**Exercise description:**
Quote the following material line for line, changing nothing.
>> START Input records
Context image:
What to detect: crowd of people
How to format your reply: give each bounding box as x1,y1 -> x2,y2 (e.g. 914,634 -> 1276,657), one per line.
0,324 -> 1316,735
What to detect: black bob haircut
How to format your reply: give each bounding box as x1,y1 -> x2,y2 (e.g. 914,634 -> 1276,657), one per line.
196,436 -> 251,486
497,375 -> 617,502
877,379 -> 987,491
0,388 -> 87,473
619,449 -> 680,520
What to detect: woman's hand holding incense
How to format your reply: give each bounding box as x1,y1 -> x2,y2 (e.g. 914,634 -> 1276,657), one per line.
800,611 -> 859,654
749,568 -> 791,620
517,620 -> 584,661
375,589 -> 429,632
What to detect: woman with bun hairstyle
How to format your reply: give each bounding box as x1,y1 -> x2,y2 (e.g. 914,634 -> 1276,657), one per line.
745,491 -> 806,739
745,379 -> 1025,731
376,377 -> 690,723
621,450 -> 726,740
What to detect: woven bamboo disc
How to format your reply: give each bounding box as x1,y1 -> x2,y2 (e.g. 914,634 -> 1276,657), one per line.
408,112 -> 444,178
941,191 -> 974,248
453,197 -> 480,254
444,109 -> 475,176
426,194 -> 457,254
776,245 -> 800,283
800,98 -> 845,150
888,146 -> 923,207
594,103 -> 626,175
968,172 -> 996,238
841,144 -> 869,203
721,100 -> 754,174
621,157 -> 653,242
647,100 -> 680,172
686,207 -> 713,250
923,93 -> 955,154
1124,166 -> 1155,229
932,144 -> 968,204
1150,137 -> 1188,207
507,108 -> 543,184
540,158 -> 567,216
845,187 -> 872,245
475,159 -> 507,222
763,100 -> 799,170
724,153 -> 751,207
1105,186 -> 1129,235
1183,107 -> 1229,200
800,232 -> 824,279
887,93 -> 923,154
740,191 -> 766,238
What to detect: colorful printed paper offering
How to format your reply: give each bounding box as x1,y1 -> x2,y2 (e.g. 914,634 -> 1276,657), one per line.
>> END Input records
**Output for this exercise:**
Context image:
What to detect: crowd of people
How to format your reply: give each bounding box as x1,y1 -> x2,y2 (e.g. 914,634 -> 1276,657), one per line.
0,324 -> 1316,735
What to detect: black bob haircut
How to format your reply: give each bounding box as x1,y1 -> x2,y2 (e.g. 914,634 -> 1276,657), one per line.
196,436 -> 251,486
497,375 -> 617,502
877,379 -> 987,491
0,388 -> 87,473
619,449 -> 680,520
What to detect: woman's hand holding incense
How to format your reply: give each bounding box as x1,y1 -> x2,y2 (e.g. 914,634 -> 1276,657), one per line.
800,611 -> 859,654
749,568 -> 791,620
517,620 -> 584,661
375,589 -> 429,632
What to detect: woman with bun hairstyle
How to format your reply: give each bounding box as x1,y1 -> x2,y2 (e.g. 914,634 -> 1276,657), one per line.
745,491 -> 806,739
745,379 -> 1025,731
376,377 -> 690,723
621,450 -> 726,740
What to detect: woven bamboo disc
How to format your reply: give each bounding box as x1,y1 -> x2,y2 (e.g. 914,634 -> 1276,657), one per line.
408,112 -> 444,178
941,191 -> 974,248
453,197 -> 480,254
444,109 -> 475,176
426,194 -> 457,254
776,245 -> 800,283
800,98 -> 845,150
888,146 -> 923,207
594,103 -> 626,175
968,172 -> 996,238
841,144 -> 869,203
721,100 -> 754,174
621,157 -> 653,242
647,100 -> 680,172
686,207 -> 713,250
923,93 -> 955,154
1124,166 -> 1155,229
932,144 -> 968,204
1150,137 -> 1188,207
507,108 -> 543,184
540,158 -> 567,216
845,187 -> 872,245
475,159 -> 507,222
763,100 -> 799,170
724,153 -> 751,207
1105,186 -> 1129,235
1183,107 -> 1229,200
800,232 -> 824,279
887,93 -> 923,154
740,191 -> 766,238
What to detect: colorful printed paper offering
How to format your reply: give each bounding box as x1,y1 -> x2,y2 (e.g. 914,634 -> 1276,657), one per line.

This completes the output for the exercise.